- _Exercise instructions_:
**1)** List every symbol the localization lecture introduces, along with what each one stands for.
**2)** Continue the localization lecture from its final sentence.

- _Source_:

^^^^

In the previous lecture,

we have addressed localization through polarization.

In practice, most organic solids used in plastic electronics devices are disordered.

So the main origin of charge carrier localization is disorder.

In the perfect solid,

the electron potential exactly reproduces at

each site of the crystal, and charge-carriers are delocalized.

In Anderson's localisation model,

disorder in the solid manifests itself through

a variation of the electron potential from one side to the other,

thus leading to localization of the charge carriers.

Delta V measures the mean value of the variation of the potential.

Because disorder leads to a loss of the translational symmetry of the crystal,

the electron wave function is no longer described by Bloch's states.

Instead, the wave function is given by

an exponential function centered on the particular site at position r_o.

Here, alpha is the localization length

that is the spatial extension of the wave function.

The localization strength can simulated by

comparing the magnitude of the disorder factor,

delta V, to the width,

W, of the valance or conduction band.

Delta V over W lower than 3 corresponds to weak localization,

while delta V over W larger than 3 means strong localization.

W is of the order of 10 eV in inorganic solids,

while it is only 0.1 eV in organic semiconductors.

As a consequence, disorder leads to weak localization in say, amorphous silicon,

while strong localization is found in most organic solids.

In single-crystal silicon, the density of state (DOS) has a parabolic shape with

a parabola pointing to the left for the valance band and a parabola

pointing to the right for the conduction band.

Because of weak localization,

amorphous silicon still has extended states; however,

we now have a density of localized states that extends

within the energy gap between the valence and the conduction bands.

^^^^

- _Information provided_:
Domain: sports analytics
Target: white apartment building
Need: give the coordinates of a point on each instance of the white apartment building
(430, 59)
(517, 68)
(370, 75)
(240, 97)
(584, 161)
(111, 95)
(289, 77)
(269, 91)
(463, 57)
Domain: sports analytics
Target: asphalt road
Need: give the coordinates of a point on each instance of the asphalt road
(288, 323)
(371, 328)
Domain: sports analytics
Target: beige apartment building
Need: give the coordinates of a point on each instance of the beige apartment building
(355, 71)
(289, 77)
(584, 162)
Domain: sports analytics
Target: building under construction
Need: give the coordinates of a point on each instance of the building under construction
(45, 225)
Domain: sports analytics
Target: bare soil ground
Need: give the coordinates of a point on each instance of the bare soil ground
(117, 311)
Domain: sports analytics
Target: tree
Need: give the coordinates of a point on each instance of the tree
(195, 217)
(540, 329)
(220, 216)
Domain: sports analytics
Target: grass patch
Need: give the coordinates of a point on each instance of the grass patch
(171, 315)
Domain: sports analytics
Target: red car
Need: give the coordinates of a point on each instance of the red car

^^^^

- _Expected answers_:
**1)**
- Delta V: the mean value of the variation of the electron potential
- r_o: the position of the particular site on which the exponential wave function is centered
- alpha: the localization length, that is, the spatial extension of the wave function
- W: the width of the valence or conduction band

**2)**
Because of these localized states,

an energy gap cannot be precisely defined as in the case of single crystal silicon;

instead, one defined mobility edges that separates localized and delocalized states.

This is based on the fact that the mobility in the localized states is

considerably reduced as compared to that in the extended states.

The model of choice for charge transfers in weakly disordered semiconductors

is the so-called Multiple Trapping and Release or MTR model.

The MTR model assumes

that charge carriers move in the extended states with the mobility mu_not.

During the transfer, charge carrier are trapped by localized states.

So the effective mobility is given by the mobility in

the extended states times the ratio between

the time elapsed in the extended states to that in the localized states.

Because the time while trapped is much longer than the time in the extended states,

the mobility is largely reduced.

Because the release of charge carriers from the traps is a thermally assisted process,

the mobility is now thermally activated with

an activation energy equal to the difference between the mobility edge,

E_c and the mean energy of the localized states, E_t.

The HOMO and LUMO bands in organic semiconductors are very narrow,

0.1 eV as compared to about 10 eV in silicon.

Because of the random distribution of energy states,

the density of states in disorder organic semiconductors adopts a Gaussian shape.

The general form of DOS is given by the equation at right hand side.

Here, sigma correspond to the width of the distribution and N_o is the molecular density.

A strong difference with amorphous silicon is that now, all states are localized.

When all states are localized,

charge carrier transport occurs via hopping.

The transport is described by the hopping, rate nu_ij

between an initial state i and define a state j.

In Miller and Abrahams' model,

the hopping rates is a product of two terms;

a distance dependent term that represents the probability of the charge carrier to tunnel

between the two states and

a term that depends on the energy difference between the two sites,

which is one when arrival state is at an energy lower than initial states.

In the reverse situation,

the term is thermally activated.

So hopping to states with a lower energy are

much more likely than hopping to states with a higher energy.

Because of that, a charge-carrier starting from the dense states near

the maximum of the DOS tends to go down to sites with lower energy.

However, when reaching sites of energy far from the center of the Gaussian,

the density of site decrease a lot,

so the mean distance between the sites becomes very high and the

first exponential in the hopping rate drastically decreases.

So now, there is a tradeoff between hopping distance and

energy difference, and hopping to

a site closer to the center of the DOS become more likely.

After that, the transport consists of an alternation of jumps downwards and upwards.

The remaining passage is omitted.